Stored entries:

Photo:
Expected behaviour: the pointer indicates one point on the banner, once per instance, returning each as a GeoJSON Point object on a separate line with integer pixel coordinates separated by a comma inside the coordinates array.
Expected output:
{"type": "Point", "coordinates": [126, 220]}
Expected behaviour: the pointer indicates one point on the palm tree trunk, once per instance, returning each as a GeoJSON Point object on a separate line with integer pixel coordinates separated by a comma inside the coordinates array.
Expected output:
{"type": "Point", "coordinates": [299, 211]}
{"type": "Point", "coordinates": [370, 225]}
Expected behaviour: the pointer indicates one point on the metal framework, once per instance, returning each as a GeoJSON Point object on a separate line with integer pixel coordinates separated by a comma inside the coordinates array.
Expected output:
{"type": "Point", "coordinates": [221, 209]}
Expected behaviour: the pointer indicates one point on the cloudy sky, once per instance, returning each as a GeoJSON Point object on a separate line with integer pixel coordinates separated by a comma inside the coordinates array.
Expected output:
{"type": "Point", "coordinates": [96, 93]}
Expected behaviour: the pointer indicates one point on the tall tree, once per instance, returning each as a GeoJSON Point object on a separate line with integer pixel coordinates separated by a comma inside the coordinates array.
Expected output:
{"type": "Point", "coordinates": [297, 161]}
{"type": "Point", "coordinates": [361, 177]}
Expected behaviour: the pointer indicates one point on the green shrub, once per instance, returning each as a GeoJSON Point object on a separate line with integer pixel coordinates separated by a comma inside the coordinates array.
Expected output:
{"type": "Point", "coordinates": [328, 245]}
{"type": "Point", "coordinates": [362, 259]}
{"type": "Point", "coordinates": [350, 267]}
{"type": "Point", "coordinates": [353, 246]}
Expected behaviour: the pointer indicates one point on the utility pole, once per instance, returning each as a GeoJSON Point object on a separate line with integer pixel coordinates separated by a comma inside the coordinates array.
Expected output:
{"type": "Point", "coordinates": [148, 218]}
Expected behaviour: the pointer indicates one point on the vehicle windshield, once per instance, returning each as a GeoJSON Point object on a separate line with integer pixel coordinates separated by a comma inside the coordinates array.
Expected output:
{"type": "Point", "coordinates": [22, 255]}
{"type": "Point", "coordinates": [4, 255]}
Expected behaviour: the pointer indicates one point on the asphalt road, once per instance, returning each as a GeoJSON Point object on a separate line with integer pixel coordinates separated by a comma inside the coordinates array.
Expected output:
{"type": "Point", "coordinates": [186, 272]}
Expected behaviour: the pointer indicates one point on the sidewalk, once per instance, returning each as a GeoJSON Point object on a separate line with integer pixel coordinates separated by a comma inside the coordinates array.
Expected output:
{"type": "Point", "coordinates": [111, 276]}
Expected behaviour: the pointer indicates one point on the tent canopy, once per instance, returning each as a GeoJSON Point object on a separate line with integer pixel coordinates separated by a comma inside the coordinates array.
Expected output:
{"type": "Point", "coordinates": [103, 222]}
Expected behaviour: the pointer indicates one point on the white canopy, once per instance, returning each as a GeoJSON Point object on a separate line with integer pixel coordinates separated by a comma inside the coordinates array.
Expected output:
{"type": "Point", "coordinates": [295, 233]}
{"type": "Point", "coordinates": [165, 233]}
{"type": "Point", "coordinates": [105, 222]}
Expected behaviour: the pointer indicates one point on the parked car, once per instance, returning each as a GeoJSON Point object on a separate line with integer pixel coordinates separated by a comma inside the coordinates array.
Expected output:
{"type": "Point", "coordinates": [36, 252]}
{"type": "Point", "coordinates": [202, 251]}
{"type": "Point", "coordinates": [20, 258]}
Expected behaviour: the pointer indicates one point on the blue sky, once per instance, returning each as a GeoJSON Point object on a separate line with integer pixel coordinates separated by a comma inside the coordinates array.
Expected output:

> **What the task asks**: Convert the stored entries above into a Markdown table with the columns Row and Line, one row per non-blank line, numbered in order.

> **Worked solution**:
| Row | Line |
|---|---|
| 1 | Photo: |
| 2 | Expected behaviour: the pointer indicates one point on the banner, once per instance, returning each as a GeoJSON Point object on a separate line with integer pixel coordinates separated by a comma inside the coordinates array. |
| 3 | Expected output: |
| 4 | {"type": "Point", "coordinates": [126, 220]} |
| 5 | Expected behaviour: the pointer indicates one point on the palm tree trunk, once per instance, returning each as a GeoJSON Point object on a separate line with integer pixel coordinates separated by a comma inside the coordinates array. |
| 6 | Expected output: |
| 7 | {"type": "Point", "coordinates": [299, 211]} |
| 8 | {"type": "Point", "coordinates": [370, 225]} |
| 9 | Expected behaviour: the pointer indicates one point on the metal framework, once per instance, returning each as a GeoJSON Point object on a separate line with integer pixel coordinates separated by a comma inside the coordinates array. |
| 10 | Expected output: |
| 11 | {"type": "Point", "coordinates": [221, 209]} |
| 12 | Expected behaviour: the pointer indicates one point on the cloudy sky, once per instance, returning each as a GeoJSON Point object on a separate line with integer pixel coordinates separated by a comma inside the coordinates array. |
| 13 | Expected output: |
| 14 | {"type": "Point", "coordinates": [96, 93]} |
| 15 | Expected behaviour: the pointer indicates one point on the tall tree, once per instance, returning each as a GeoJSON Point object on a separate line with integer pixel coordinates separated by a comma inside the coordinates array. |
| 16 | Expected output: |
| 17 | {"type": "Point", "coordinates": [297, 161]} |
| 18 | {"type": "Point", "coordinates": [361, 177]} |
| 19 | Expected behaviour: the pointer indicates one point on the green shrub, once per instance, returning each as a GeoJSON Point object on a separate line with integer pixel coordinates separated by a comma inside the coordinates array. |
| 20 | Expected output: |
| 21 | {"type": "Point", "coordinates": [328, 245]} |
| 22 | {"type": "Point", "coordinates": [362, 259]} |
| 23 | {"type": "Point", "coordinates": [350, 267]} |
| 24 | {"type": "Point", "coordinates": [353, 246]} |
| 25 | Expected behaviour: the pointer indicates one point on the utility pole, once per instance, returning each as a GeoJSON Point object on a separate line with integer pixel coordinates separated by a comma inside the coordinates array. |
| 26 | Expected output: |
| 27 | {"type": "Point", "coordinates": [148, 218]} |
| 28 | Expected behaviour: the pointer indicates one point on the vehicle windshield, once per instance, returning each as a GeoJSON Point object on a separate line with integer pixel coordinates separated by a comma inside the coordinates array. |
| 29 | Expected output: |
| 30 | {"type": "Point", "coordinates": [22, 255]} |
| 31 | {"type": "Point", "coordinates": [4, 255]} |
| 32 | Expected behaviour: the pointer indicates one point on the asphalt road, once per instance, returning each as a GeoJSON Point object on a separate line with integer pixel coordinates separated by a comma inside the coordinates array. |
| 33 | Expected output: |
| 34 | {"type": "Point", "coordinates": [186, 272]} |
| 35 | Expected behaviour: the pointer indicates one point on the sidewalk, once per instance, returning each as a GeoJSON Point object on a separate line with integer pixel coordinates separated by a comma inside the coordinates array. |
| 36 | Expected output: |
| 37 | {"type": "Point", "coordinates": [111, 276]} |
| 38 | Expected behaviour: the pointer indicates one point on the tent canopy, once per instance, returning each as a GeoJSON Point object on a separate line with integer pixel coordinates separated by a comma inside the coordinates array. |
| 39 | Expected output: |
| 40 | {"type": "Point", "coordinates": [103, 222]} |
| 41 | Expected behaviour: the pointer indicates one point on the white canopy, once per instance, returning each as a GeoJSON Point object on a separate line with integer pixel coordinates separated by a comma inside the coordinates array. |
| 42 | Expected output: |
| 43 | {"type": "Point", "coordinates": [295, 233]} |
| 44 | {"type": "Point", "coordinates": [165, 233]} |
| 45 | {"type": "Point", "coordinates": [105, 222]} |
| 46 | Expected behaviour: the pointer indicates one point on the parked car, once per instance, returning each as a GeoJSON Point object on a separate line with integer pixel coordinates separated by a comma inside the coordinates array. |
| 47 | Expected output: |
| 48 | {"type": "Point", "coordinates": [36, 252]} |
| 49 | {"type": "Point", "coordinates": [202, 251]} |
| 50 | {"type": "Point", "coordinates": [20, 258]} |
| 51 | Expected behaviour: the pointer indicates one point on the blue sky, once per instance, returning each as a GeoJSON Point object on a separate line with integer pixel coordinates separated by a comma inside the coordinates array. |
| 52 | Expected output: |